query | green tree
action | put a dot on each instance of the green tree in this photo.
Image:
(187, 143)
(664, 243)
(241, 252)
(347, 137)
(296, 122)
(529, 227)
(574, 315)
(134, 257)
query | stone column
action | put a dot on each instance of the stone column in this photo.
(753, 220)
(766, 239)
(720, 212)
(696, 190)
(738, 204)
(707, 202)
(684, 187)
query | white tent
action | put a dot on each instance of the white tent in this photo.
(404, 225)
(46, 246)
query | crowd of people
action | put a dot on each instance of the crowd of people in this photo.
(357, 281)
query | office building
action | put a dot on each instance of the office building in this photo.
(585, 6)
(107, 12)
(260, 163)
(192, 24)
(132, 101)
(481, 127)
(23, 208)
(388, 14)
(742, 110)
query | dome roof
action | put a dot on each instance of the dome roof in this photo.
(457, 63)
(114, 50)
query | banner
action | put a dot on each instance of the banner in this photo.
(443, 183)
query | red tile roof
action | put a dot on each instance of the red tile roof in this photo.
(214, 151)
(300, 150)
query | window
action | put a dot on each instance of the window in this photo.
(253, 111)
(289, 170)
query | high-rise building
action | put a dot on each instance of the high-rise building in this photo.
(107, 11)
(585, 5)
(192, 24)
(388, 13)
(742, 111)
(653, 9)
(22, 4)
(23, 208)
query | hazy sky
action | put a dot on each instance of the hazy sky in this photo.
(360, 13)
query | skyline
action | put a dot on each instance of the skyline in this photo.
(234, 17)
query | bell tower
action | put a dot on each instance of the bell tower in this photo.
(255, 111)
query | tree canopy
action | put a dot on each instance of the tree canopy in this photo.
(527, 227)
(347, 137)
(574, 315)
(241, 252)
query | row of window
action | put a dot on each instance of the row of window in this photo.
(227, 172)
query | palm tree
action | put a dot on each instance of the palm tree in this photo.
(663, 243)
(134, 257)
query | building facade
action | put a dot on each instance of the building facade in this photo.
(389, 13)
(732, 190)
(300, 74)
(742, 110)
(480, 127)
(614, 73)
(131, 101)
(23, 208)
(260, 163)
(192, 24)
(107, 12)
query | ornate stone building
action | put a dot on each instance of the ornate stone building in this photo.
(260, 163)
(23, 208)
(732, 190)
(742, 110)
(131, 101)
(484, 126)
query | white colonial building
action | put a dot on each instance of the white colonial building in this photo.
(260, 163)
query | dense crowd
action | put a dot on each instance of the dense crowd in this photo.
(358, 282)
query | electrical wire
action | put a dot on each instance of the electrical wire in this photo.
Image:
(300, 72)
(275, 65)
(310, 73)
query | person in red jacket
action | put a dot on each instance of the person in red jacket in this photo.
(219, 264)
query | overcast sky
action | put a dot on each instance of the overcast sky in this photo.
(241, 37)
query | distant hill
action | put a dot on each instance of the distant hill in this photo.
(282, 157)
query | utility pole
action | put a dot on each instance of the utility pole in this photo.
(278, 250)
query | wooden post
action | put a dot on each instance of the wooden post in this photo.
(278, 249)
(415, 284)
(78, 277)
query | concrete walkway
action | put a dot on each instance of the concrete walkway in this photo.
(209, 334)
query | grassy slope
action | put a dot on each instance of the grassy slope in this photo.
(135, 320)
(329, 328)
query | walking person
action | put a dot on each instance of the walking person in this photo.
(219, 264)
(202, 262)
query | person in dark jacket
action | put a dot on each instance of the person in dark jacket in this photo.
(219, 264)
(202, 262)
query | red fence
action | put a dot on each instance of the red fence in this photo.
- - - -
# What to produce
Go through all the entries above, switch "put a dot on" to "place a marker on" wherever it occurs, and write the lines out again with nothing else changed.

# In response
query | green tree
action | place a marker on each instance of the green tree in this photo.
Image:
(187, 143)
(664, 243)
(241, 252)
(347, 137)
(296, 122)
(529, 227)
(574, 315)
(134, 257)
query | stone column
action | place a marker on each instance of the stone column in this photo.
(753, 220)
(766, 239)
(720, 212)
(696, 190)
(738, 204)
(707, 202)
(684, 187)
query | white tent
action | place a marker on each instance of the white tent in this photo.
(404, 225)
(46, 246)
query | crowd of people
action | place a marker on each instance of the crowd of people in this photo.
(357, 281)
query | office building
action | place a marker on each instance of the office building in this photo.
(585, 6)
(107, 12)
(260, 163)
(192, 24)
(132, 101)
(481, 127)
(23, 208)
(388, 14)
(742, 110)
query | dome roof
action | place a marker on each instance of the dome roof in this photo.
(457, 63)
(114, 50)
query | banner
action | place a marker on each instance of the banner in this photo.
(443, 183)
query | red tile roof
action | place a marker on each instance of the red tile roof in this photo.
(214, 151)
(300, 150)
query | window
action | place a marker on each instance of the window in this photo.
(253, 111)
(289, 170)
query | high-rise building
action | place a marker on each instance of the high-rise building in this photo.
(107, 11)
(585, 5)
(192, 24)
(388, 13)
(742, 111)
(653, 9)
(22, 4)
(23, 208)
query | hazy sky
action | place a marker on each instance of the hazy sky in this photo.
(360, 13)
query | skyline
action | place a marker on each instance of the skyline in this photo.
(234, 17)
query | bell tower
action | place a marker on each instance of the bell tower in this photo.
(255, 111)
query | tree canopy
action | place a marker on each instance of the tree canopy in this photo.
(527, 227)
(347, 137)
(574, 315)
(241, 252)
query | row of window
action | place a marker on each instance of the row of window in this photo.
(227, 172)
query | palm tree
action | place a marker on each instance of the palm tree in this photo.
(663, 243)
(134, 257)
query | building facade
action | place a marker on each instance of the building facade in this photo.
(389, 13)
(732, 190)
(300, 74)
(742, 110)
(480, 127)
(614, 73)
(131, 101)
(23, 208)
(260, 163)
(192, 24)
(107, 12)
query | ornate stone building
action | place a marker on each instance of the ornate stone building in this photo.
(260, 163)
(23, 208)
(732, 190)
(742, 110)
(131, 101)
(484, 126)
query | white colonial building
action | place a marker on each instance of the white colonial building in this photo.
(260, 163)
query | dense crowd
action | place a marker on each instance of the dense crowd in this photo.
(358, 282)
query | electrical wire
action | place a marker on each instance of the electrical wire in this photo.
Image:
(300, 72)
(275, 65)
(310, 73)
query | person in red jacket
action | place a marker on each instance of the person in red jacket in this photo.
(219, 264)
query | overcast sky
action | place a marker on each instance of the overcast sky in this photo.
(241, 37)
query | distant hill
action | place a marker on each instance of the distant hill in this photo.
(282, 157)
query | utility pole
action | place a marker on each instance of the utility pole in this photo.
(278, 250)
query | wooden post
action | place a marker on each instance of the wooden post in this photo.
(278, 249)
(415, 284)
(78, 277)
query | concrete walkway
action | place a marker on each instance of the concrete walkway in this photo.
(209, 334)
query | grassy slope
action | place a marker on each instance of the grassy slope in this photo.
(135, 320)
(329, 328)
query | walking person
action | place a marker on each instance of the walking person in this photo.
(219, 264)
(202, 262)
query | person in dark jacket
action | place a marker on each instance of the person in dark jacket in this photo.
(219, 264)
(202, 262)
query | red fence
action | place a marker on each instance of the red fence in this photo.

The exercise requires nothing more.